— WORK ORDER —
In full and unaltered, output the records below.

═════ EXERCISE MATERIALS ═════

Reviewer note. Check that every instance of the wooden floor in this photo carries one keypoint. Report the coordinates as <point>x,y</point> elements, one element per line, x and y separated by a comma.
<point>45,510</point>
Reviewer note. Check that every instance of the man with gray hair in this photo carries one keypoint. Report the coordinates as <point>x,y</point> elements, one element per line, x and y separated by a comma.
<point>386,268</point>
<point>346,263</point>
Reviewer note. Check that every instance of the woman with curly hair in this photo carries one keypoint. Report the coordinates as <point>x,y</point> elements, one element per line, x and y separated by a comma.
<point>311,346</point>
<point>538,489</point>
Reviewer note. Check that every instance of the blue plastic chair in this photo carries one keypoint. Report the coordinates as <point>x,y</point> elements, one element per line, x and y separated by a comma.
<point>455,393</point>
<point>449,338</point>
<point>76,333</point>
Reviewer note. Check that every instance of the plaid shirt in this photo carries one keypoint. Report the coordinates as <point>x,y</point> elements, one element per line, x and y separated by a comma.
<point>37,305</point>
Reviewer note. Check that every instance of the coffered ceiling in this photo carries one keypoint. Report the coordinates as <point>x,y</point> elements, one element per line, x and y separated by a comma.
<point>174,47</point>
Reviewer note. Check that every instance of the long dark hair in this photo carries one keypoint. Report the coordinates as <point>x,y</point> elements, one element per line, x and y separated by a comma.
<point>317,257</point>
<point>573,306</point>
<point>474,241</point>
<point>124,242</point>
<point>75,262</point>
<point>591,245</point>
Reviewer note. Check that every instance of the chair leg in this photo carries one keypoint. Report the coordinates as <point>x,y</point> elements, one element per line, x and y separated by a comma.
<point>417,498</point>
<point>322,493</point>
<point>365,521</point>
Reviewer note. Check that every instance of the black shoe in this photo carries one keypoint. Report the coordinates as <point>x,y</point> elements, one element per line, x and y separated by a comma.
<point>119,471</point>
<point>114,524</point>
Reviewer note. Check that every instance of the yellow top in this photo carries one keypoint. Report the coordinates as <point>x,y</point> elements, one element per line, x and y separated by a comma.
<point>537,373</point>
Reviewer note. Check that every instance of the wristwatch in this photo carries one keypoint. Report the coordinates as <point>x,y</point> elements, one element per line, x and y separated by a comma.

═════

— ANSWER FOR THIS EXERCISE —
Reviewer note. Check that every instance of the wooden floor in this photo carries one keypoint. Report the coordinates as <point>x,y</point> elements, one element per line, x and y separated by a comma.
<point>45,510</point>
Reviewer note. Check that every instance of the man with gray hair in this photo carries one keypoint. Report the coordinates as <point>x,y</point> elements, one element per line, x and y separated by a comma.
<point>386,268</point>
<point>346,263</point>
Reviewer note. Check that every instance of the woman with curly hair in this photo carries one keypoint. Report the coordinates as <point>x,y</point> elements, one element per line, x and y separated by a comma.
<point>311,346</point>
<point>538,489</point>
Reviewer note. Check that every instance of the blue plastic chair in this photo carries one keypoint. Report the coordinates as <point>x,y</point> elements, one element per line, x and y separated by a comma.
<point>455,393</point>
<point>449,338</point>
<point>76,333</point>
Reviewer note. Check that every instance of the plaid shirt in this photo carries one keypoint. Report the coordinates as <point>x,y</point> elements, one element per line, x and y separated by a comma.
<point>37,305</point>
Reviewer note. Check that every instance of the coffered ceiling in this photo carries one keypoint. Report the coordinates as <point>x,y</point> elements, one element per line, x and y separated by a comma.
<point>174,47</point>
Reviewer note. Check that every instance of the long dark hair in this photo carries one keypoint. Report the coordinates as <point>x,y</point> elements, one element per line, x and y separated by a comma.
<point>317,257</point>
<point>573,306</point>
<point>474,241</point>
<point>124,242</point>
<point>75,262</point>
<point>591,245</point>
Reviewer note. Check that every instance of the chair leg in this photo carries one keypoint. Report the coordinates as <point>x,y</point> elements, one element per line, x and y separated by a comma.
<point>417,498</point>
<point>322,493</point>
<point>365,521</point>
Reviewer note. Check that every instance of the black shoe in this photo carries one keypoint. Report the coordinates as <point>x,y</point> elements, one element per line, x and y separated by a comma.
<point>119,471</point>
<point>114,524</point>
Reviewer note. Check that every instance of the yellow top in this photo carries one keypoint. Report the coordinates as <point>x,y</point> elements, one element per line, x and y separated by a comma.
<point>537,373</point>
Reviewer note. Check that every instance of the wristwatch in this photo carries one keypoint. Report the coordinates as <point>x,y</point> elements, one element per line, x and y separated by a comma.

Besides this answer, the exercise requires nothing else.